Your instructions: Transcribe the passage of the article on the India–US civilian nuclear deal that begins at the words "It is not yet" and ends after the words "one in 1998.".
[Document segment]
India and the United States have released details of how they intend to share civilian nuclear technology.
India would be able to use US technology in its nuclear facilities
The details are part of a deal agreed between the two countries over the last two years. They cover issues like reprocessing rights and fuel reserves.
A statement released by both sides last week described the agreement as a "historic milestone".
The deal guarantees India fuel supplies for its civilian programme, and allows it to reprocess spent fuel.
"The United States will support an Indian effort to develop a strategic reserve of nuclear fuel to guard against any disruption of supply over the lifetime of India's reactors," the text says.
NUCLEAR POWER IN INDIA
India has 14 reactors in commercial operation and nine under construction
Nuclear power supplies about 3% of India's electricity
By 2050, nuclear power is expected to provide 25% of the country's electricity
India has limited coal and uranium reserves
Its huge thorium reserves - about 25% of the world's total - are expected to fuel its nuclear power programme long-term
Source: Uranium Information Center
The details released on Friday are certain to be well-received in India, which has been granted many of the demands it has made to the US during two years of negotiations.
Experts say that the right to stockpile fuel and the right to reprocess fuel is a key step towards developing nuclear weapons.
However, the deal stipulates that reprocessing can only take place at a facility safeguarded by UN inspectors to prevent it from being used in bombs.
The US is keen to prevent nuclear weapons proliferation around the world and is especially eager to prevent Iran from developing its capacity.
It is not yet clear how the deal will be received in the US - the text released on Friday does not say for example what will happen if India carries out another nuclear weapons test after the last one in 1998.
But it does state that if the fuel supply from the US is for any reason cut off in future - possibly because of an Indian test - Washington would help find third countries to supply Indian reactors.
[/Document segment]
[Exercise data]
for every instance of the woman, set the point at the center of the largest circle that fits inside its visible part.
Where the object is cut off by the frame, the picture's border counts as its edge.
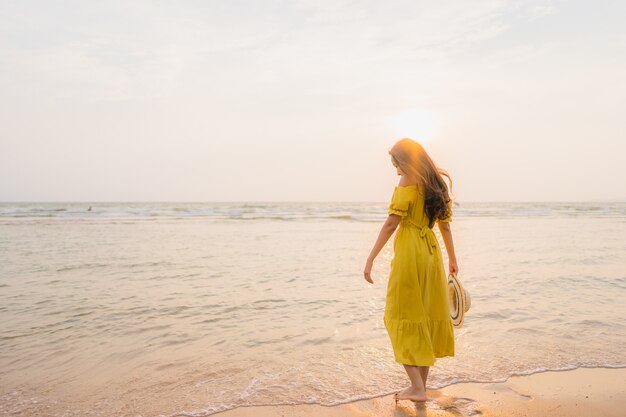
(417, 312)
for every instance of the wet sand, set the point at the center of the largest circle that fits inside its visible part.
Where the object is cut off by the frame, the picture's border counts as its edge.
(598, 392)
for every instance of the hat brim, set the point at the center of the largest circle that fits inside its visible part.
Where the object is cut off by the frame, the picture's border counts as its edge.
(459, 300)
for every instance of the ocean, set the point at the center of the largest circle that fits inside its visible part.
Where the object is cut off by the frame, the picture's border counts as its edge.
(188, 309)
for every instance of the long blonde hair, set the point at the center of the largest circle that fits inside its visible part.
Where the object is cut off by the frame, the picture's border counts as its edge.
(413, 160)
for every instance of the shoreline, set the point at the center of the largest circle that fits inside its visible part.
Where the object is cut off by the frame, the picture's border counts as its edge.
(598, 392)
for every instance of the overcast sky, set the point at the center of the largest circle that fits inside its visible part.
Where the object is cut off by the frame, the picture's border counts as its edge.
(301, 100)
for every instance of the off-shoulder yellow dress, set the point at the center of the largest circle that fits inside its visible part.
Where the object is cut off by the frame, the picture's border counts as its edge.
(417, 312)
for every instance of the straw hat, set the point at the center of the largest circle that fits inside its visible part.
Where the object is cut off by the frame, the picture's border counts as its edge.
(460, 300)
[/Exercise data]
Written solution:
It is not yet clear how the deal will be received in the US - the text released on Friday does not say for example what will happen if India carries out another nuclear weapons test after the last one in 1998.